Exercise
Beginning with the line that contains "Target: ocean surface ripple", print each line to the end of the data exactly. Omit the pictures.

··········

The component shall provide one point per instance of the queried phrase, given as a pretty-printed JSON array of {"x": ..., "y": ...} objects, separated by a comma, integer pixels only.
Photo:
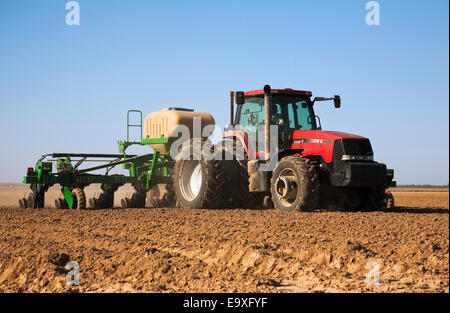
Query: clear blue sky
[{"x": 67, "y": 88}]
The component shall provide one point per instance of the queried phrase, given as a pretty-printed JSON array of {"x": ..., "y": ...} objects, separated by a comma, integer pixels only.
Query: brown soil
[{"x": 181, "y": 250}]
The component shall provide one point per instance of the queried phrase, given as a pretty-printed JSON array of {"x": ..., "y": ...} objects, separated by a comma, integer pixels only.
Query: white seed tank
[{"x": 164, "y": 122}]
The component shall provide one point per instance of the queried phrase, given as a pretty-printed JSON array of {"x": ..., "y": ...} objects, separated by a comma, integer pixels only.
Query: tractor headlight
[{"x": 347, "y": 157}]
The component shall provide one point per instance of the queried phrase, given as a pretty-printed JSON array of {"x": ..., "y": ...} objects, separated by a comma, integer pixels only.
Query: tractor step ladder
[{"x": 134, "y": 125}]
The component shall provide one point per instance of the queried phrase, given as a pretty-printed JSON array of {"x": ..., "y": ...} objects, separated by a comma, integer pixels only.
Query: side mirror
[
  {"x": 239, "y": 97},
  {"x": 337, "y": 101}
]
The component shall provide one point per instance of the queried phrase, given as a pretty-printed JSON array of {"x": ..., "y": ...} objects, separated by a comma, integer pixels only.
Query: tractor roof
[{"x": 286, "y": 91}]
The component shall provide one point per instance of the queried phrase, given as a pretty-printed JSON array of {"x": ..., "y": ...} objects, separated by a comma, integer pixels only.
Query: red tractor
[{"x": 296, "y": 167}]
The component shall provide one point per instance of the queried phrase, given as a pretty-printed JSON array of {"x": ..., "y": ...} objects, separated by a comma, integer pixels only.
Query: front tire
[
  {"x": 295, "y": 184},
  {"x": 198, "y": 183}
]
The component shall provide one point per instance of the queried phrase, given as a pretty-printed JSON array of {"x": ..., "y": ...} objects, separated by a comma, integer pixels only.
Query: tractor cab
[{"x": 290, "y": 110}]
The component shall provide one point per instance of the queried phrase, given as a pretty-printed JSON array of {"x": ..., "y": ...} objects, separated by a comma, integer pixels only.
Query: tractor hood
[
  {"x": 325, "y": 135},
  {"x": 322, "y": 143}
]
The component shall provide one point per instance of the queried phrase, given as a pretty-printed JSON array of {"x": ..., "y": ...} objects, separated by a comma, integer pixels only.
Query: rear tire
[
  {"x": 390, "y": 203},
  {"x": 295, "y": 184}
]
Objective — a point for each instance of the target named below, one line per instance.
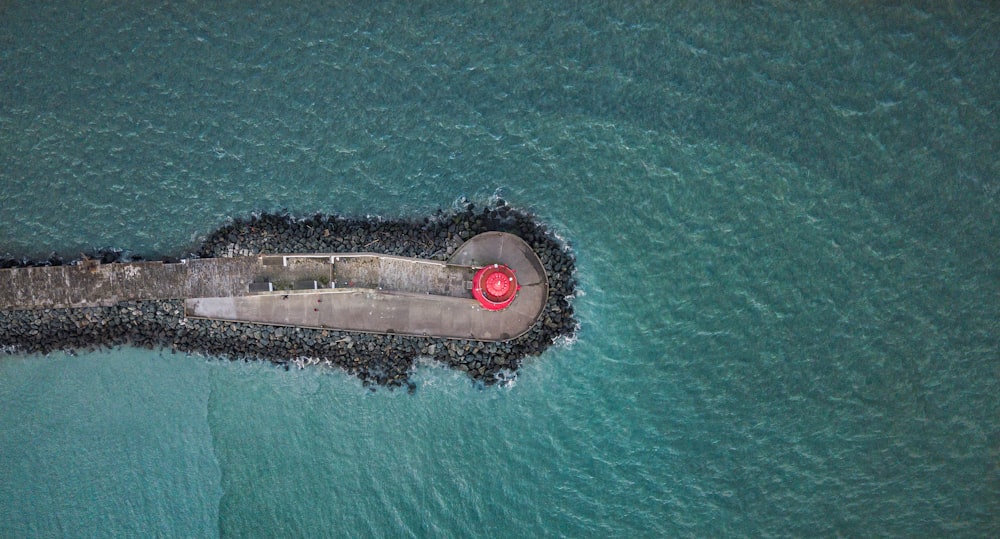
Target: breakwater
(376, 359)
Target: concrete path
(354, 291)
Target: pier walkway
(355, 292)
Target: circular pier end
(495, 287)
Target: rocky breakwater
(386, 360)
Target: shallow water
(785, 223)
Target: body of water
(785, 222)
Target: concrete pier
(356, 292)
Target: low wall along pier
(368, 296)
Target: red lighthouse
(495, 287)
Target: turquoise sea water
(785, 222)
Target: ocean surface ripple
(784, 216)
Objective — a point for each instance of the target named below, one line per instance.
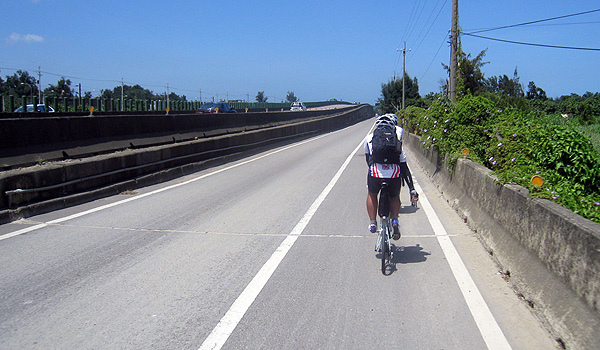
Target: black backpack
(385, 145)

··········

Exercise answer
Target: ocean surface ripple
(784, 216)
Objective — a point for each instance of the target named below, one line per instance.
Target: black backpack
(385, 145)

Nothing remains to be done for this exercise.